▸ DATA TO USE:
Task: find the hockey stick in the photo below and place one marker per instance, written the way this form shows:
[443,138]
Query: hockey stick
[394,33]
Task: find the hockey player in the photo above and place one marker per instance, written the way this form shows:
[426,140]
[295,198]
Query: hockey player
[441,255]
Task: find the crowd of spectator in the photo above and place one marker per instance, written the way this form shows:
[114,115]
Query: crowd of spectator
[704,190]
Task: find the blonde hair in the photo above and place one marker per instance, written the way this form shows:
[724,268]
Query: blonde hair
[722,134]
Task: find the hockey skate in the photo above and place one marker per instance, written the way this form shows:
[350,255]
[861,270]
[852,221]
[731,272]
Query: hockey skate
* * *
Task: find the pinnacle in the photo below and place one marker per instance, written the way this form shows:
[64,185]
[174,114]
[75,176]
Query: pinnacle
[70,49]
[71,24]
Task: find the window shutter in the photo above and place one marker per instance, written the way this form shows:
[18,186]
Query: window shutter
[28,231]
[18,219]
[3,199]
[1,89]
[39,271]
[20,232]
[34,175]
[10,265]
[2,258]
---
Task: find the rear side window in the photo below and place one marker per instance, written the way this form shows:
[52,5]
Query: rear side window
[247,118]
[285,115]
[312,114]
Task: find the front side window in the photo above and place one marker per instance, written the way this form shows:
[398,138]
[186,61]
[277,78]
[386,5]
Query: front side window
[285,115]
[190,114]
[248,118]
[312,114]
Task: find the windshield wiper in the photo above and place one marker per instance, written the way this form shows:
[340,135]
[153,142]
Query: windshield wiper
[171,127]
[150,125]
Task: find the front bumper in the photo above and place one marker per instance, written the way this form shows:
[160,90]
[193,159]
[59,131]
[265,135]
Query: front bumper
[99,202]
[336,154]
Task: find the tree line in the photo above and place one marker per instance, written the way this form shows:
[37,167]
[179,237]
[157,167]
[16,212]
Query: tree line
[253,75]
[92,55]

▸ GIVEN PROBLEM:
Arrange the lines from the one containing "Task: find the hockey stick" through the one containing "Query: hockey skate", inclusive, as a Markdown table with the columns Row and Line, leaving out blank lines.

▸ ANSWER BELOW:
| Row | Line |
|---|---|
| 1 | Task: find the hockey stick in the photo below and place one marker per instance, written the way this form shows: |
| 2 | [443,138] |
| 3 | Query: hockey stick |
| 4 | [394,33] |
| 5 | Task: find the hockey player in the photo above and place one marker per instance, written the way this form shows: |
| 6 | [426,140] |
| 7 | [295,198] |
| 8 | Query: hockey player |
| 9 | [441,255] |
| 10 | Task: find the crowd of spectator in the photo above and place one marker per instance, written the way this form shows: |
| 11 | [114,115] |
| 12 | Query: crowd of spectator |
| 13 | [704,190] |
| 14 | Task: find the blonde hair in the photo above and place one marker per instance, written the way this form shows: |
| 15 | [724,268] |
| 16 | Query: blonde hair |
| 17 | [722,134] |
| 18 | Task: find the hockey skate in the photo above and place one marker per instance, written the way this form shows: |
| 19 | [350,255] |
| 20 | [861,270] |
| 21 | [852,221] |
| 22 | [731,272] |
| 23 | Query: hockey skate |